GIVEN EXERCISE:
Copy out, word for word, the part of the data below that starts with the line containing "Identify grass field in the frame." and ends with the line containing "[0,520,648,900]", including both of those lines.
Start of INPUT ROWS
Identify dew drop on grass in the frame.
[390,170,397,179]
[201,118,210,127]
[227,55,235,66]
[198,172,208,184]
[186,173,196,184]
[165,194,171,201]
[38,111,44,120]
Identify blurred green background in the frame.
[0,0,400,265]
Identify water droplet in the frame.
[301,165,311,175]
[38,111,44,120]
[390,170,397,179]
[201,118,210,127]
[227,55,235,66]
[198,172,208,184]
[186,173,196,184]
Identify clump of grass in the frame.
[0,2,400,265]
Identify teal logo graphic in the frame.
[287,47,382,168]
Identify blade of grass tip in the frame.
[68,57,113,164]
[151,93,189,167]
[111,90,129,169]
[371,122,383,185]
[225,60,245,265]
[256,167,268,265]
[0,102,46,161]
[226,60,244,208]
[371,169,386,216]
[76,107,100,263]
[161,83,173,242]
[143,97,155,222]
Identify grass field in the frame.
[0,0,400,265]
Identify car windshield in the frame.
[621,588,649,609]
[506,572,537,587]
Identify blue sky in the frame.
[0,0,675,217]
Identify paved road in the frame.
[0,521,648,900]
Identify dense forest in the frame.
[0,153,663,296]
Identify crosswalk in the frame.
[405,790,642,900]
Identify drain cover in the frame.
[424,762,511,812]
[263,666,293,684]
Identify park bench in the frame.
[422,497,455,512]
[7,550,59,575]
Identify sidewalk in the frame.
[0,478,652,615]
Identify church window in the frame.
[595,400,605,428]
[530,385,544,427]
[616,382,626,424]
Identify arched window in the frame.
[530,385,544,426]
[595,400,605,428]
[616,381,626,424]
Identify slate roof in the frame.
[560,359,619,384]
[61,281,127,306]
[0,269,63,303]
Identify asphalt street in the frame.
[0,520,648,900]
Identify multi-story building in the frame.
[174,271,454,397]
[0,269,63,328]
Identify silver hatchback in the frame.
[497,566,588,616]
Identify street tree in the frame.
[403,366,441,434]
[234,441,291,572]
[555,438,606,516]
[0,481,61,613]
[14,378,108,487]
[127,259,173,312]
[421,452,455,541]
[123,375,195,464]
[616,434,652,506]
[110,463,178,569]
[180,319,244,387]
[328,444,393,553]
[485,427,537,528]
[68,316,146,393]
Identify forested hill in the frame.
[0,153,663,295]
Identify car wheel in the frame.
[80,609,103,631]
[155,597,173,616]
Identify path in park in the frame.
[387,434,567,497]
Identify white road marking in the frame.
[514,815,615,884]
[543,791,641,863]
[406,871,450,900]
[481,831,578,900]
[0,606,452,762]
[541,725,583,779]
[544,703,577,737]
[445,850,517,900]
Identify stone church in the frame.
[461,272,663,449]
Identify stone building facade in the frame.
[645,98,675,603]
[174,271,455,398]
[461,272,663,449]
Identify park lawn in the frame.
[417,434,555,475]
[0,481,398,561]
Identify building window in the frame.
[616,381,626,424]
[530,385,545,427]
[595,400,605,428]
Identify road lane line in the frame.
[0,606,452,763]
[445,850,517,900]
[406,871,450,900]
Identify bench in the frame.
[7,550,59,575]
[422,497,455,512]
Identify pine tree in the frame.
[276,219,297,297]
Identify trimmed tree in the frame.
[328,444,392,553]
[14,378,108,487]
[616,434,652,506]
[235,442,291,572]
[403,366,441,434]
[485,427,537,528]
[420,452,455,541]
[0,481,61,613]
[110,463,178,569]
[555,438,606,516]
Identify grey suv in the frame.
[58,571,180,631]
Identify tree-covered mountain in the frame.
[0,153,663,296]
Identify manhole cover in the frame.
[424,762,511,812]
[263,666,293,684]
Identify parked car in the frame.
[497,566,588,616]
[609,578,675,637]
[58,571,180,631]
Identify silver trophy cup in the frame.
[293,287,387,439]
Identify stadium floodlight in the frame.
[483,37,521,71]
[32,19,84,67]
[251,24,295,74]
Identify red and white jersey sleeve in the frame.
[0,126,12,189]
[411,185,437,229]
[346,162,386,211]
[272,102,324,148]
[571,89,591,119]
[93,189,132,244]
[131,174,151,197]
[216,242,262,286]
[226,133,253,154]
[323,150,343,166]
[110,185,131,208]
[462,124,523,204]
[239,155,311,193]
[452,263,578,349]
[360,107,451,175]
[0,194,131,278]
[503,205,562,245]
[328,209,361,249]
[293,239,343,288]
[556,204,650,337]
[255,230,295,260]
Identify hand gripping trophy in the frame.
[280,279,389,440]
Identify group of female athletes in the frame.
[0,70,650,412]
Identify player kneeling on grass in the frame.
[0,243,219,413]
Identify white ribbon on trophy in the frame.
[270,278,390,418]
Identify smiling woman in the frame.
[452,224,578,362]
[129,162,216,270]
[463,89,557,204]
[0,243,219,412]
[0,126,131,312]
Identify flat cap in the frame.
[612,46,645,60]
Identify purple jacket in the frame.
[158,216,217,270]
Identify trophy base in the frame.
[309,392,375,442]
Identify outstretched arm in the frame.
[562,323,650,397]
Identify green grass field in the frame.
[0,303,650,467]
End of INPUT ROWS
EXERCISE OUTPUT:
Identify grass field in the frame.
[0,0,400,265]
Identify car windshield in the frame.
[621,588,649,609]
[506,572,537,587]
Identify blue sky in the frame.
[0,0,675,217]
Identify paved road in the frame.
[0,521,648,900]
Identify dense forest in the frame.
[0,153,663,296]
Identify crosswalk in the frame.
[405,790,642,900]
Identify drain cover in the frame.
[424,762,511,812]
[263,666,293,684]
Identify park bench in the frame.
[422,497,455,512]
[7,550,59,575]
Identify sidewalk in the frame.
[0,478,652,615]
Identify church window in the frame.
[595,400,605,428]
[530,385,544,427]
[616,382,626,424]
Identify arched window in the frame.
[530,385,544,426]
[595,400,605,428]
[616,381,626,424]
Identify slate roof in the frame.
[560,359,619,384]
[61,281,127,306]
[0,269,63,303]
Identify asphalt street in the frame.
[0,520,648,900]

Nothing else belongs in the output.